Count up the lines in the following listing that hold the word "outline", then give only that count.

******************************

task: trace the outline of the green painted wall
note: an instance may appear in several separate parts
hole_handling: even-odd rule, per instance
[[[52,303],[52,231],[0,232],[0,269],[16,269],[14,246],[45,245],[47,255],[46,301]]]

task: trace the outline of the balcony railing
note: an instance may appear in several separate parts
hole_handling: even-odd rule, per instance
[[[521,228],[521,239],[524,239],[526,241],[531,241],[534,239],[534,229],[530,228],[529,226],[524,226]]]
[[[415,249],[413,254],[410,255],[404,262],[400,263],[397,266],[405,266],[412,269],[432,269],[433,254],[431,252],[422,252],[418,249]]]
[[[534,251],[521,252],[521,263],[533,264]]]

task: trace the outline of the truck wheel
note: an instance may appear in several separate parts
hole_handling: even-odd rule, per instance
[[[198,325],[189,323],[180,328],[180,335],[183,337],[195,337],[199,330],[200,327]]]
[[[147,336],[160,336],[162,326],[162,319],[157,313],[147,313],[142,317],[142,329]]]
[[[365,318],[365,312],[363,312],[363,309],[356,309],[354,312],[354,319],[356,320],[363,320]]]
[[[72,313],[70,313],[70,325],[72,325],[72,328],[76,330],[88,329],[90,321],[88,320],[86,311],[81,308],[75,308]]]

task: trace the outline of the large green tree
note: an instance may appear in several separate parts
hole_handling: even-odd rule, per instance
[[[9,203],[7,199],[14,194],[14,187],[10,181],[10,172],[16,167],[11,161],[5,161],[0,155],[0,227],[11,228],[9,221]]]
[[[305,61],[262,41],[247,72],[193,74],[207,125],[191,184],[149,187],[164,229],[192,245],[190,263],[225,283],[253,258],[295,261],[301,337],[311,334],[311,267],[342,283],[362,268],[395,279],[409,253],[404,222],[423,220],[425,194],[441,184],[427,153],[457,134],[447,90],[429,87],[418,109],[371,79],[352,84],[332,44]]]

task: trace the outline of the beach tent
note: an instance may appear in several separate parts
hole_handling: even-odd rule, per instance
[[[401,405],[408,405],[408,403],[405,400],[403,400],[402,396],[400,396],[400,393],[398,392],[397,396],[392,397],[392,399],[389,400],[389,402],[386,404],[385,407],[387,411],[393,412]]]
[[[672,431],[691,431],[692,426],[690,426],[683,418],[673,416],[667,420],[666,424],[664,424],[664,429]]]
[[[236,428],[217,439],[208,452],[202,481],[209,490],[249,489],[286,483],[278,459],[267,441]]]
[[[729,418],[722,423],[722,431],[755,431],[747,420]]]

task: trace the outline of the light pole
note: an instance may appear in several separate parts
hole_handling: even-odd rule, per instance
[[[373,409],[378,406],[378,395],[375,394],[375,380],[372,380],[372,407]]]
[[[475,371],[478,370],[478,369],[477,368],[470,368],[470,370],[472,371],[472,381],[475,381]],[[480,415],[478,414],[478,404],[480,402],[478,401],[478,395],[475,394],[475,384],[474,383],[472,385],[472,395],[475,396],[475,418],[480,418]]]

******************************

**Exercise solution:** 6